=== Begin Enclosure ===
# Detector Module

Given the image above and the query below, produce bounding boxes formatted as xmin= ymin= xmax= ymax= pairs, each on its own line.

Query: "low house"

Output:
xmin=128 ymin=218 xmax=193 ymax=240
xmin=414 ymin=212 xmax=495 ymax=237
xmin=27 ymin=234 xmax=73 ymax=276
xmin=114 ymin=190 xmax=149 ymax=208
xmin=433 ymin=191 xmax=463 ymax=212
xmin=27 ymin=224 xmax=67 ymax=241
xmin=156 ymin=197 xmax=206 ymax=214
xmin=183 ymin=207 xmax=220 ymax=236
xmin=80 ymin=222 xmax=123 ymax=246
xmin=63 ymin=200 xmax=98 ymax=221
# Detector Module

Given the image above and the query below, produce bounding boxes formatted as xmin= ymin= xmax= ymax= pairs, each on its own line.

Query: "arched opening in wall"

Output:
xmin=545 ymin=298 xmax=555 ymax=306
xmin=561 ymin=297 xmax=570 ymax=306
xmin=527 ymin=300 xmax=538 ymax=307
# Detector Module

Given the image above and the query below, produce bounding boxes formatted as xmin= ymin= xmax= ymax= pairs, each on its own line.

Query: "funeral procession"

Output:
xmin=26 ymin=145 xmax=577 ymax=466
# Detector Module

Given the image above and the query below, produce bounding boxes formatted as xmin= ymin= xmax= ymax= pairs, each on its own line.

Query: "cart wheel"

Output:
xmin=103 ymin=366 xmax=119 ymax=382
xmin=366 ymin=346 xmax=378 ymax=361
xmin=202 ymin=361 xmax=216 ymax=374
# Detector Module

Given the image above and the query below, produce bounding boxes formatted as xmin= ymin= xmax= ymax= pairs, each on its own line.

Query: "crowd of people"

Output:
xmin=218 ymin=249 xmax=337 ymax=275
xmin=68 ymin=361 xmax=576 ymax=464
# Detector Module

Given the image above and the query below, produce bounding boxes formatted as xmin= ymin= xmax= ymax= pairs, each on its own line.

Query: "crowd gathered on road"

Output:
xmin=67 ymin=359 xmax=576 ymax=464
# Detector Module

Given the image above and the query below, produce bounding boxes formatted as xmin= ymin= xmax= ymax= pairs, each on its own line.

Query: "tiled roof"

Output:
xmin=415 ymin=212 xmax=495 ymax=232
=== End Enclosure ===
=== Begin Enclosure ===
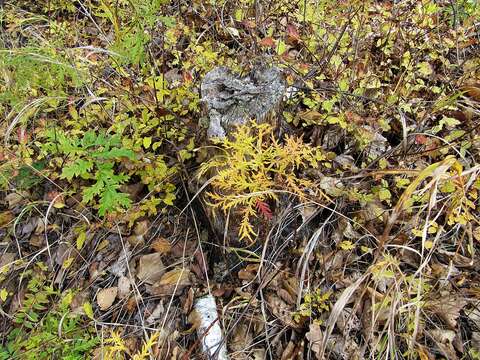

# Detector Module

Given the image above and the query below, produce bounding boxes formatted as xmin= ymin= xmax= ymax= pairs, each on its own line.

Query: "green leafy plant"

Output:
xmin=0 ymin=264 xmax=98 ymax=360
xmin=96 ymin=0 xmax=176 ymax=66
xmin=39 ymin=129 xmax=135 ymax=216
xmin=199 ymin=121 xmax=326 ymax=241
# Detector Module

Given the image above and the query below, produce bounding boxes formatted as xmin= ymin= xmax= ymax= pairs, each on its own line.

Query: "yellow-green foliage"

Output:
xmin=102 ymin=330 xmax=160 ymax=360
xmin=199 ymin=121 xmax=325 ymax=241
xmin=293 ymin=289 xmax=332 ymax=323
=== End Enclosure ===
=== Begin Enclosure ===
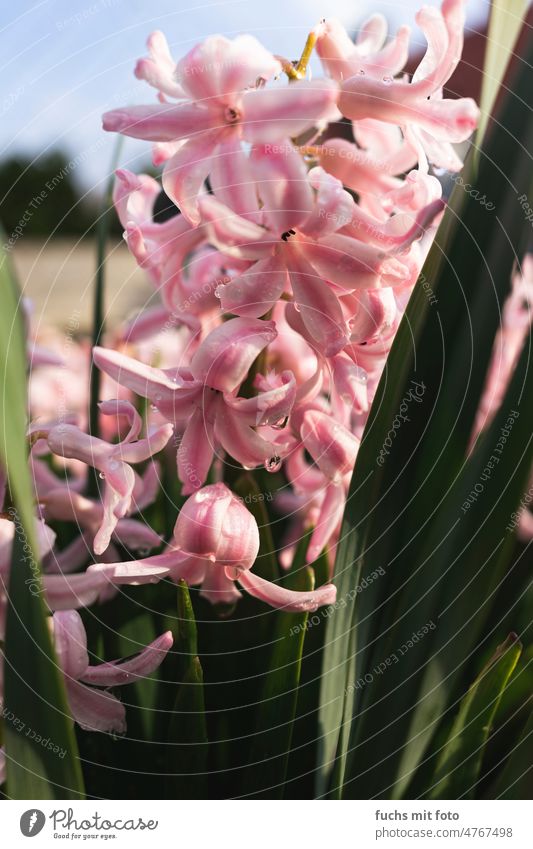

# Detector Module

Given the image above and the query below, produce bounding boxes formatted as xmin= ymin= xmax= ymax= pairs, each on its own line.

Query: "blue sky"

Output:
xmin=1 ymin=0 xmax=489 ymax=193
=== End Enclosure ===
Problem to solve – Search the material above for the string "green". Show every line that holds it.

Task result –
Query: "green leafy plant"
Query: "yellow-green foliage"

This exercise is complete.